Aufgaben:
A - In welchem Jahr hat Matthias Boor laut dem Text über die Familie Boor sein Unternehmen gegründet?
B - Schreibe den Text über die Familie Boor und ihr Holztransportunternehmen nach seinem letzten Satz weiter.

Als wir gerade in der Küche sitzen, kommt Jannis vorbei. Er ist der ältere der zwei Söhne von Matthias und Manuela Boor. Der 21-Jährige absoviert gerade ein duales Bachelorstudium an der DHBW Mosbach. Es kombiniert die Fächer Betriebswirtschaftslehre und Holzwirtschaft. Für dieses Studium hat er sich entschieden, weil es nicht nur Theorie vermittelt, sondern auch monatelange Praxisphasen in der Wirtschaft umfasst. Eine von ihnen hat er bereits hinter sich: Er war einige Wochen in Unterfranken bei der Firma Reith, einem breit aufgestellten Forstunternehmen, das auch im Holztransport aktiv ist. Schon diese Wahl zeigt, in welche Richtung es ihn drängt. Als Sohn eines Holztransportunternehmers hat er schon als Teenager auf dem Kranhochsitz gesessen. Das prägt. Kürzlich hat er der Lkw-Führerschein gemacht und schon vor dem Studium hatte er eine gute Idee für das heimische Unternehmen, als er im Sauerland als Baggerfahrer jobbte. Seitdem verlädt die Firma Matthias Boor Holztransporte auch Käferholz in Container. Noch ist Jannis vorwiegend im Hintergrund tätig, aber es ist doch mehr oder weniger klar, dass es nach dem Studium in das Unternehmen einsteigen wird. Das ist auch der Wunsch seines Bruders Lennart (18), der gerade eine Forstwirtlehre im Regionalforstamt Münsterland macht. Er war schon als Elfjähriger dabei, wenn sein Vater neue Holz-Lkw abgeholt hat.
Das Ehrenamt
Kann man sich als Inhaber eines Familienunternehmens mehr wünschen? Matthias Boor hat es 1996 gegründet, aber auch sein Vater, sein Opa und sein Bruder waren schon im Holztransportgeschäft tätig. Dass seine Söhne langsam in das Unternehmen reinwachsen, erleichterte dem 50-Jährigen auch eine wichtige Entscheidung: Im September übernahm er nämlich den Vorsitz der Bundesvereinigung für das Holztransportgewerbe (BdHG). Eine Voraussetzung dafür war es, dass er sich nicht mehr um alles in der Firma kümmern muss. Er ist schon viele Jahre Mitglied des Verbandes, der nicht nur aus seiner Sicht mit dazu beigetragen hat, dass der Zusammenhalt in der Branche besser ist als er es früher war. Als die Kollegen ihn vor einem Jahr fragten – zu diesem Zeitpunkt war klar, dass sein Vorgänger Dietmar Reith nicht mehr antreten würde –, ob er sich das vorstellen könne, sagte er nach kurzer Bedenkzeit Ja. Er hatte sogar richtig Lust dazu, weil es trotz aller Fortschritte noch immer viel zu verbessern gibt.

Datensätze:
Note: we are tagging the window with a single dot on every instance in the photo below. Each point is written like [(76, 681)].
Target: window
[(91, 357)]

* * *

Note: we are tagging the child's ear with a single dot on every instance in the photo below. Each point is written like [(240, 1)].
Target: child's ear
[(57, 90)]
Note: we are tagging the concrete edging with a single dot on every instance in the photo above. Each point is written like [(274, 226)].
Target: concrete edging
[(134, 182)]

Antworten:
A - Im Jahr 1996.

B -
Der Fahrermangel
Ein Thema, das gerade alle Unternehmen der Branche beschäftigt, ist der Fahrermangel. Auf den Webseiten und in den Social-Media-Profilen schalten auffällig viele von ihnen permanent Fahrergesuche, in der Hoffnung, dass sich passende Bewerber melden. Matthias Boor betreibt sechs Kurzholzzüge und zwei Sattelauflieger. Er würde den Bestand noch aufstocken, wenn das Fahrerproblem nicht wäre. In seiner Region im Münsterland haben in den letzten Jahren fünf Kollegen ihr Gewerbe abgemeldet, und mit ihnen hören oft auch die Fahrer altersbedingt auf. Er kann die jungen Leute verstehen, wenn sie nicht im Transportgewerbe anfangen. Bei Aldi verdienen sie 18 € die Stunde, bei einem forstlichen Dienstleister vielleicht 16 oder 17 €. „Das ist im Holztransport leider nicht drin“, sagt er.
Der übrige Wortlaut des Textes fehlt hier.